> _To do_: When you reach the records, transcribe each one exactly.

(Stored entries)

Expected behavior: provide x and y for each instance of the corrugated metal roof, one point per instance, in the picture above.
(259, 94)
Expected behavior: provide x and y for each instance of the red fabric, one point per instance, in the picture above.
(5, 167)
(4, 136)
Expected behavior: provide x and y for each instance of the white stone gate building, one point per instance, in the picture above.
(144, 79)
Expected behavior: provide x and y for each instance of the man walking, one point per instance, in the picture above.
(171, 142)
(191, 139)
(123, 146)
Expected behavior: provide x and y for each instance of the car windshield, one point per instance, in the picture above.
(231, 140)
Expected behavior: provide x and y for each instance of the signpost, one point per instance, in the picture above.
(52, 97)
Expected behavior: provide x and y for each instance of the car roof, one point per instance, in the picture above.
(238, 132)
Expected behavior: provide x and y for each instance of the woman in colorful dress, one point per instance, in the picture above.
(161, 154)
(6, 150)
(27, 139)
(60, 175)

> _Reply_:
Expected behavior: provide x and y for each instance of the corrugated metal roof, one point per instance, in the picture above.
(259, 94)
Expected behavior: provide x and y for each instance of the red fabric, one point per instance, in the picture above.
(5, 167)
(4, 136)
Expected behavior: provide x and y for each instance of the white stone gate building, one point per instance, in the picture above.
(144, 79)
Expected behavior: provide x and y for each instance of the man walking, one point per instance, in the picture above.
(171, 142)
(191, 139)
(123, 146)
Expected behavior: provide x and y for each instance of the car windshield, one point per instance, in the picture above.
(231, 140)
Expected behavior: provide x and y for each instance of the signpost, one point per instance, in the picture above.
(52, 97)
Expected behavior: provide x and y for each instance of the car roof, one point per instance, in the picture above.
(238, 132)
Expected behavior: provide x and y for each instance of the woman in colorful dress, one point per instance, in the picture above.
(161, 154)
(6, 150)
(27, 139)
(60, 175)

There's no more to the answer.